#### Your instructions
In the records below, begin at the line containing "Could you point to the snow-covered sidewalk" and end at the line containing "Could you point to the snow-covered road"; quote every line in that span exactly, including both boundary lines, and no others.

#### Data extract
○ ○ ○ ○ ○ ○ ○

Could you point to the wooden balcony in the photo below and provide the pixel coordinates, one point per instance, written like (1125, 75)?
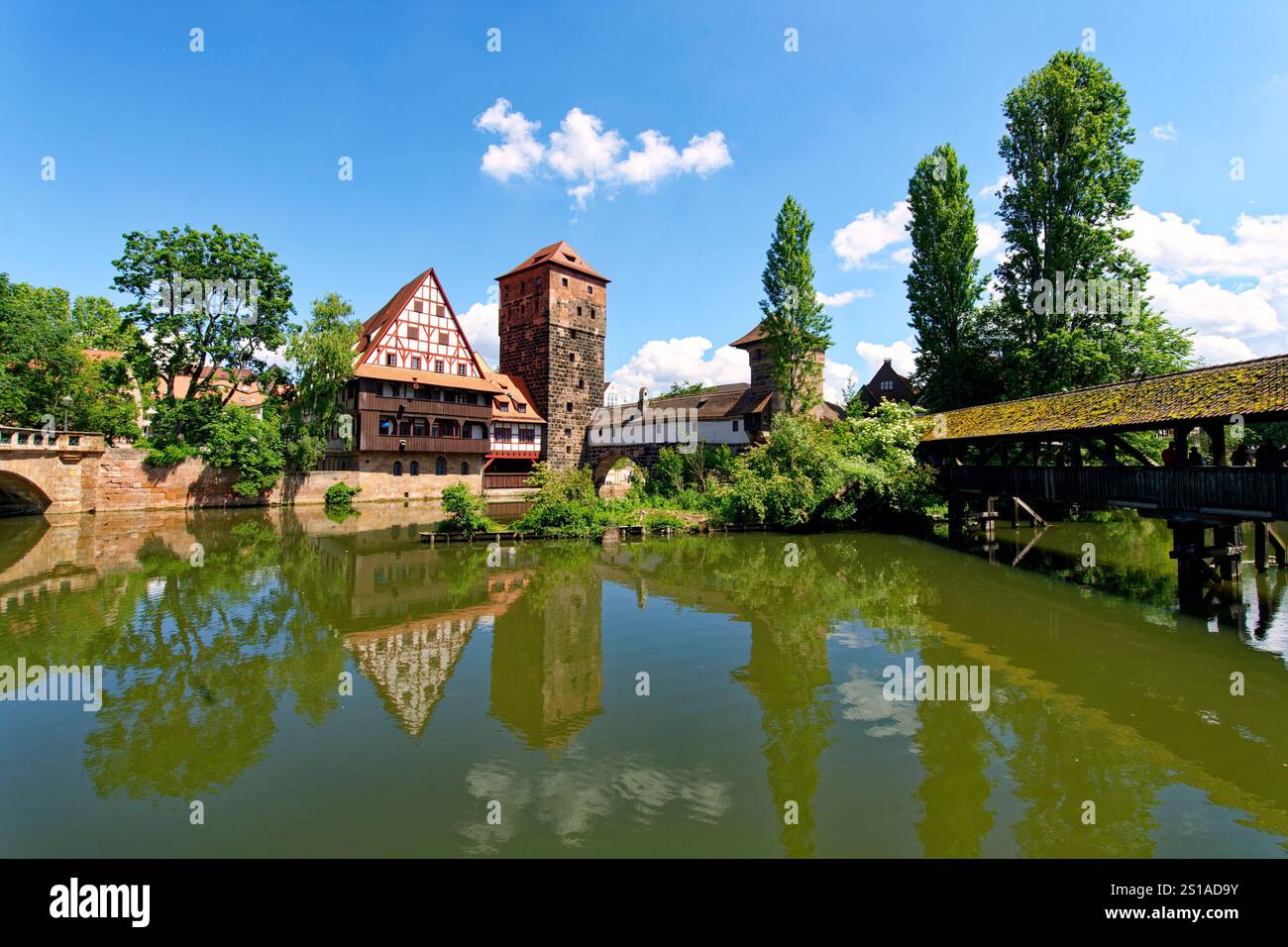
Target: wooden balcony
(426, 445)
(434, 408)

○ ○ ○ ○ ○ ○ ○

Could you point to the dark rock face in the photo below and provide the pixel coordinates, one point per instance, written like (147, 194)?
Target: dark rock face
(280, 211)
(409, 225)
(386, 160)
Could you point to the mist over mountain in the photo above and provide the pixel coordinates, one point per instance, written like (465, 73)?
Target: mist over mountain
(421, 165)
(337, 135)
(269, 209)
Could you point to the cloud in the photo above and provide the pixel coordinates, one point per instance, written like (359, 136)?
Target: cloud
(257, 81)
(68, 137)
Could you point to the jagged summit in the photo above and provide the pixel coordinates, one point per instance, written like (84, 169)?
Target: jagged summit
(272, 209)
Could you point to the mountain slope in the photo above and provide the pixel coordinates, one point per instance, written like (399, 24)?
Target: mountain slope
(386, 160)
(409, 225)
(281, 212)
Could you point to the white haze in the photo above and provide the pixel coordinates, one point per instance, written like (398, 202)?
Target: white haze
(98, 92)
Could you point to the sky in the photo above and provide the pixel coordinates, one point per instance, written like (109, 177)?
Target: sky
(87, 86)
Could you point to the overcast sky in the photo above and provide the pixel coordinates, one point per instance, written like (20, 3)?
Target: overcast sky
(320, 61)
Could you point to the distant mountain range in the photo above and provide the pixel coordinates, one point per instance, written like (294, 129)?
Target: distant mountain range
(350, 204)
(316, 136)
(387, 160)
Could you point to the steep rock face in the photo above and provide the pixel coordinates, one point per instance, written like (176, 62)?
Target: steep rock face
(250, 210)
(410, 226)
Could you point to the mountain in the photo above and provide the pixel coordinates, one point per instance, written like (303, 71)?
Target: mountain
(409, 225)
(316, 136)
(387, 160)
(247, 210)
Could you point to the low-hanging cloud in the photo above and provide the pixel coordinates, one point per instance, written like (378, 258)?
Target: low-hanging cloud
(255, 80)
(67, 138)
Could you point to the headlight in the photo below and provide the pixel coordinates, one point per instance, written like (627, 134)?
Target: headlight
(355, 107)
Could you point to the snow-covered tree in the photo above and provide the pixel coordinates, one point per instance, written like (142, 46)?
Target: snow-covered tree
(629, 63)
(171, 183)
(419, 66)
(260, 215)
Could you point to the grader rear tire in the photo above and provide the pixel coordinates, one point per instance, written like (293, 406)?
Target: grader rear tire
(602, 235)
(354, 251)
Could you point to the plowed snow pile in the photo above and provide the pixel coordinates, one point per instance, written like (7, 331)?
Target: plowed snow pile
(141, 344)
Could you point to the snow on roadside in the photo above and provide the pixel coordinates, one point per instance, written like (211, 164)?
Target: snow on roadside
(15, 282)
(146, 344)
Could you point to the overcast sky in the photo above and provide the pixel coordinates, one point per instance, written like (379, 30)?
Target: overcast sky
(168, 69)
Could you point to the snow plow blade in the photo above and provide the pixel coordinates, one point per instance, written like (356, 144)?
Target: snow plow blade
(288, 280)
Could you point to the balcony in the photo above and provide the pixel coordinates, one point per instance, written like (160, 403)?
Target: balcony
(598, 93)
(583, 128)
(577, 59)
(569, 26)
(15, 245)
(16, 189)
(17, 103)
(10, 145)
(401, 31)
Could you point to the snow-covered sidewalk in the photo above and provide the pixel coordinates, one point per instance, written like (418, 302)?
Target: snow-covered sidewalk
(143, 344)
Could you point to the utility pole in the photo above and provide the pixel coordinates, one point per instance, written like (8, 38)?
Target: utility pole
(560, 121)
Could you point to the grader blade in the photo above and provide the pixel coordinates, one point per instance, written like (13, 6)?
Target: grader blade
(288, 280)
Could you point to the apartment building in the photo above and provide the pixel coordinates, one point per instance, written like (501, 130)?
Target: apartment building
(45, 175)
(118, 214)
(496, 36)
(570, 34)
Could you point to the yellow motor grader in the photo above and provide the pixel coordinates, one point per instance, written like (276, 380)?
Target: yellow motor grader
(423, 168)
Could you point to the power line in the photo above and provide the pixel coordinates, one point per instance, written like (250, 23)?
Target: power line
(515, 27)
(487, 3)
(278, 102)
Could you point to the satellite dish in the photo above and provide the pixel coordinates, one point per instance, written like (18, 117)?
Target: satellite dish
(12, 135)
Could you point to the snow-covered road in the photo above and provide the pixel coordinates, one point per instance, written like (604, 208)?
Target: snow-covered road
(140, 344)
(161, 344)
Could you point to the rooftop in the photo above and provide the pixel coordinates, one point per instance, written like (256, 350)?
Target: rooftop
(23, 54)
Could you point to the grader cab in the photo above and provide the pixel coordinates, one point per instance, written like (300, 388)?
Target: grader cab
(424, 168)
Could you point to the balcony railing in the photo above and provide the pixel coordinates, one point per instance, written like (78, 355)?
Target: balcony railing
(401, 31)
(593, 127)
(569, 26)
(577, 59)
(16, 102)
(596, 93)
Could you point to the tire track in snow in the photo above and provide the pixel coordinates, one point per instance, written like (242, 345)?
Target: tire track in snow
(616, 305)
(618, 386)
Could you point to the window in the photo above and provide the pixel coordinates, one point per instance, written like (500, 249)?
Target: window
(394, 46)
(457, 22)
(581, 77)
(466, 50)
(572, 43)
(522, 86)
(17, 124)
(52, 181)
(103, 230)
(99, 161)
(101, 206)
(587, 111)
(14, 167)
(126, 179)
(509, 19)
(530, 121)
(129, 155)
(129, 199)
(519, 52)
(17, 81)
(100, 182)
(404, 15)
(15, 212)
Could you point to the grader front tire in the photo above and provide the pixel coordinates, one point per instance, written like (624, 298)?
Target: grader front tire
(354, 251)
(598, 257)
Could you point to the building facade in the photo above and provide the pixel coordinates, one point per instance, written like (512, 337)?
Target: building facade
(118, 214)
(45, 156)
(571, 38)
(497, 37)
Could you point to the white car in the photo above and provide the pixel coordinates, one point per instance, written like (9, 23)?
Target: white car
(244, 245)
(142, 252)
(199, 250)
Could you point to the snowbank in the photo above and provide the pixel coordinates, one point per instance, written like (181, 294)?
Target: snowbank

○ ○ ○ ○ ○ ○ ○

#### Your solution
Could you point to the snow-covered sidewalk in the photo above and provide the pixel coordinates, one point per instance, written like (418, 302)?
Target: snow-covered sidewalk
(143, 344)
Could you point to the utility pole in the photo above and provide the pixel coordinates, one point per instance, written like (8, 38)?
Target: utility pole
(560, 121)
Could you point to the grader blade in the photo above and provide the pixel coordinates, one point per instance, written like (13, 6)?
Target: grader blade
(288, 280)
Could you point to the apartment building in the photo above and provide the pixel coordinates, one point per instance, written like (501, 130)?
Target: apartment building
(45, 175)
(118, 214)
(496, 36)
(570, 34)
Could you point to the yellow motor grader in the photo above and provide the pixel coordinates, one point per instance, written like (276, 380)?
Target: yellow motor grader
(423, 168)
Could you point to the power line in the photo above and provide the pixel coordinates, one point per instance, written like (250, 23)?
Target: power line
(515, 27)
(487, 3)
(278, 102)
Could you point to the satellite dish in the photo above and provide the pixel coordinates, one point per instance, written like (18, 117)?
Target: satellite dish
(12, 135)
Could you point to the snow-covered road in the photo above and provide the pixel coordinates, one point per instance, written like (604, 208)?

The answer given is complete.